**** DATASET ENTRIES

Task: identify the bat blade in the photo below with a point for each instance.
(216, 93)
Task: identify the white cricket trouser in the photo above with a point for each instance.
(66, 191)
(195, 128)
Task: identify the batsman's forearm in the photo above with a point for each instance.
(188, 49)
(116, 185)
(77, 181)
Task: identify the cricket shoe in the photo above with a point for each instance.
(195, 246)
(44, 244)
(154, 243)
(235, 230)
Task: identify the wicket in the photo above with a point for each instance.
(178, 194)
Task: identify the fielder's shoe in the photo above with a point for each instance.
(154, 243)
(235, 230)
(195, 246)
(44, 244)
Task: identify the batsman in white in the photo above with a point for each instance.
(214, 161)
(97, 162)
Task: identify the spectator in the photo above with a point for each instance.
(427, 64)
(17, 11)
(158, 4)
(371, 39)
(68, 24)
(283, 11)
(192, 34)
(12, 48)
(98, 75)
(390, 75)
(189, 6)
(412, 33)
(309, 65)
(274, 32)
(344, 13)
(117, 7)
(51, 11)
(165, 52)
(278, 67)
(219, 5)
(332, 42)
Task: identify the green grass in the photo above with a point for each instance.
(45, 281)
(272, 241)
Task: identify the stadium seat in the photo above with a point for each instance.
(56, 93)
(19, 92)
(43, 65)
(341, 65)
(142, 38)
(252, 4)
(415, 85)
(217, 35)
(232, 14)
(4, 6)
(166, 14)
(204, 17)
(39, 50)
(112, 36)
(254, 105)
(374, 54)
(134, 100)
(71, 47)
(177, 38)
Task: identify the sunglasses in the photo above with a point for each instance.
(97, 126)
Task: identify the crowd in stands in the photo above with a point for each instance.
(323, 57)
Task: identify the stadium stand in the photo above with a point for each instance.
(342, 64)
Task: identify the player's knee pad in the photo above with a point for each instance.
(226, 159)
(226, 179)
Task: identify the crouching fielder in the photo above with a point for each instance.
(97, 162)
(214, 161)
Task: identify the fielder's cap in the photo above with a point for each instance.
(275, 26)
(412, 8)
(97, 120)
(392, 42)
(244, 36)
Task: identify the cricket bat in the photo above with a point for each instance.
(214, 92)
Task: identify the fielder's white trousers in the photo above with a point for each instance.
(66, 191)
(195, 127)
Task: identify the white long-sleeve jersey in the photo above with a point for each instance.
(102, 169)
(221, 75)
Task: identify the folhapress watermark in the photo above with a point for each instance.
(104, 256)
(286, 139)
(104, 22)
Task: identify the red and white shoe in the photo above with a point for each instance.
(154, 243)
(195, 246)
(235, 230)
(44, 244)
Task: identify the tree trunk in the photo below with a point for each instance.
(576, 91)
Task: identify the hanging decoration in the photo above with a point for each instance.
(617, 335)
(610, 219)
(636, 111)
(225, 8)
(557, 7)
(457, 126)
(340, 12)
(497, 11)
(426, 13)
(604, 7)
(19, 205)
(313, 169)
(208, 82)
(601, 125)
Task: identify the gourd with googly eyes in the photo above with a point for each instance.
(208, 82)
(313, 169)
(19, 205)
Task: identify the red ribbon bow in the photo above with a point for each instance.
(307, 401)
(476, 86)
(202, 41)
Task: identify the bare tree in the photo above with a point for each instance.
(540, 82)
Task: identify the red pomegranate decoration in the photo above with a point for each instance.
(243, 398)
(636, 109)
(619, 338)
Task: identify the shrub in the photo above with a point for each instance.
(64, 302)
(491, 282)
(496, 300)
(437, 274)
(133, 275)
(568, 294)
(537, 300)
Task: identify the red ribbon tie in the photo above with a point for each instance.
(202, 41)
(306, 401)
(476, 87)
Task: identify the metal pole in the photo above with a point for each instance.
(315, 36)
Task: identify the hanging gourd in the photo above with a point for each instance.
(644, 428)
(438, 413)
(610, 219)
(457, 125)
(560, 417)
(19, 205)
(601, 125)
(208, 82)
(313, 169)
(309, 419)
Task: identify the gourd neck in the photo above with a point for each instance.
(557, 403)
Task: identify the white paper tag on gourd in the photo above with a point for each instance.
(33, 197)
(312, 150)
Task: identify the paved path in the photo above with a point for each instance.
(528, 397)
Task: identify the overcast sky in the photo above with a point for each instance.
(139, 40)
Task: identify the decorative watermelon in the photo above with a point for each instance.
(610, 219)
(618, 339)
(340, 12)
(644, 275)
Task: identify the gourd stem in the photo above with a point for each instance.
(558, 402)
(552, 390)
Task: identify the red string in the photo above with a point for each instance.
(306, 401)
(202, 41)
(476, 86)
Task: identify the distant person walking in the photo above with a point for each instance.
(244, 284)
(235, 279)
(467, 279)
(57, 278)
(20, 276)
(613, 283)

********

GIVEN PROBLEM => Every record shown above should be written out again exactly.

RESULT FOR THIS EXERCISE =>
Task: identify the bat blade in the photo below with a point for each instance.
(216, 93)
Task: identify the white cricket trouser in the photo above with a point for each instance.
(66, 191)
(195, 128)
Task: identify the batsman's forearm in the photo above with a point for each instance.
(188, 49)
(116, 185)
(77, 181)
Task: identify the cricket shoe in the photo above with a point for each instance.
(195, 246)
(44, 244)
(154, 243)
(235, 230)
Task: identify the wicket in the photo above with a point for each instance.
(178, 194)
Task: identify the fielder's shoe in the photo above with a point for each instance.
(154, 243)
(235, 230)
(195, 246)
(44, 244)
Task: identify the batsman in white in the photo above with a point for each instance.
(214, 161)
(97, 162)
Task: identify the spectator in the photo above with a point for each instance.
(427, 64)
(17, 11)
(158, 4)
(371, 39)
(68, 24)
(283, 11)
(192, 34)
(12, 48)
(98, 75)
(390, 75)
(189, 6)
(412, 33)
(309, 65)
(274, 32)
(344, 13)
(117, 7)
(51, 11)
(165, 52)
(278, 67)
(219, 5)
(332, 42)
Task: identify the green grass in the photo above with a point for each instance.
(45, 281)
(272, 241)
Task: identify the stadium seat in the photo above with a point for each instance.
(56, 93)
(19, 92)
(43, 65)
(341, 65)
(142, 38)
(252, 4)
(415, 85)
(217, 35)
(232, 14)
(4, 6)
(166, 14)
(204, 17)
(39, 50)
(112, 36)
(254, 105)
(374, 54)
(134, 100)
(71, 47)
(177, 38)
Task: identify the sunglasses in the photo above with a point for each instance.
(97, 126)
Task: identify the crowd in stands in the photo above with a point for each instance.
(323, 57)
Task: identify the stadium stand in the photo above with a point for each instance.
(342, 64)
Task: identify the player's knee pad in the photo above with a point for each instance.
(226, 159)
(226, 179)
Task: identify the crouching fielder in the photo above with a point for each instance.
(97, 162)
(214, 161)
Task: identify the fielder's cap in the photo above with a point for each instance.
(275, 26)
(412, 8)
(97, 120)
(392, 42)
(244, 36)
Task: identify the cricket bat in the photo above with a point for each instance.
(214, 92)
Task: identify the fielder's white trousers in the photo above with a point for each instance.
(66, 191)
(195, 127)
Task: identify the white long-sleeve jersey in the photo above with a point for each instance.
(102, 169)
(221, 75)
Task: identify the folhapress watermark in the photo above with a point for each instance.
(104, 256)
(286, 139)
(104, 22)
Task: identify the red and white shoe in the photo above with a point for each instance.
(154, 243)
(195, 246)
(235, 230)
(44, 244)
Task: identify the tree trunk in the photo below with a point for each instance.
(576, 91)
Task: identify the hanging decoration in the photo above with a point for each instance.
(617, 335)
(610, 219)
(636, 111)
(225, 8)
(557, 7)
(457, 126)
(340, 12)
(497, 11)
(426, 13)
(604, 7)
(19, 205)
(313, 169)
(208, 82)
(601, 125)
Task: identify the gourd with googly eyes in the photo above with a point for each instance.
(208, 82)
(313, 169)
(19, 205)
Task: identify the red ribbon bow in the photo above with a point for each instance.
(307, 401)
(476, 86)
(202, 41)
Task: identify the bare tree in the photo above with a point for each instance.
(540, 82)
Task: identify the red pomegranate decoration in the photo above with a point for each instance.
(243, 398)
(636, 109)
(619, 338)
Task: identify the shrub in the photo above with a point for each instance.
(64, 302)
(491, 282)
(496, 300)
(437, 274)
(133, 275)
(568, 294)
(537, 300)
Task: identify the red ribbon tie in the photo above with a point for each instance.
(202, 41)
(306, 401)
(476, 87)
Task: identify the metal pole in the photo above with a point for each instance.
(315, 36)
Task: identify the hanging gourd in the photo above with a point for each instance.
(644, 428)
(438, 413)
(610, 219)
(457, 125)
(560, 417)
(19, 205)
(601, 125)
(208, 82)
(313, 169)
(309, 419)
Task: identify the gourd neck in the photo above with a point for each instance.
(557, 403)
Task: identify the white paper tag on gourd in the photo above with a point for each instance.
(33, 197)
(312, 150)
Task: identify the paved path in the photo above with a point for each instance.
(528, 397)
Task: identify the overcast sky in the photo above with a point for each instance.
(139, 40)
Task: identify the decorative watermelon in the photo above with a point for each instance.
(610, 219)
(618, 339)
(340, 12)
(644, 275)
Task: identify the gourd stem in the photo above with a point for each instance.
(558, 402)
(552, 390)
Task: identify the red string in the photo above with a point for each instance.
(306, 401)
(202, 41)
(476, 86)
Task: identify the distant person walking in the photo above with a point for each instance.
(244, 284)
(235, 279)
(467, 279)
(57, 278)
(20, 276)
(613, 283)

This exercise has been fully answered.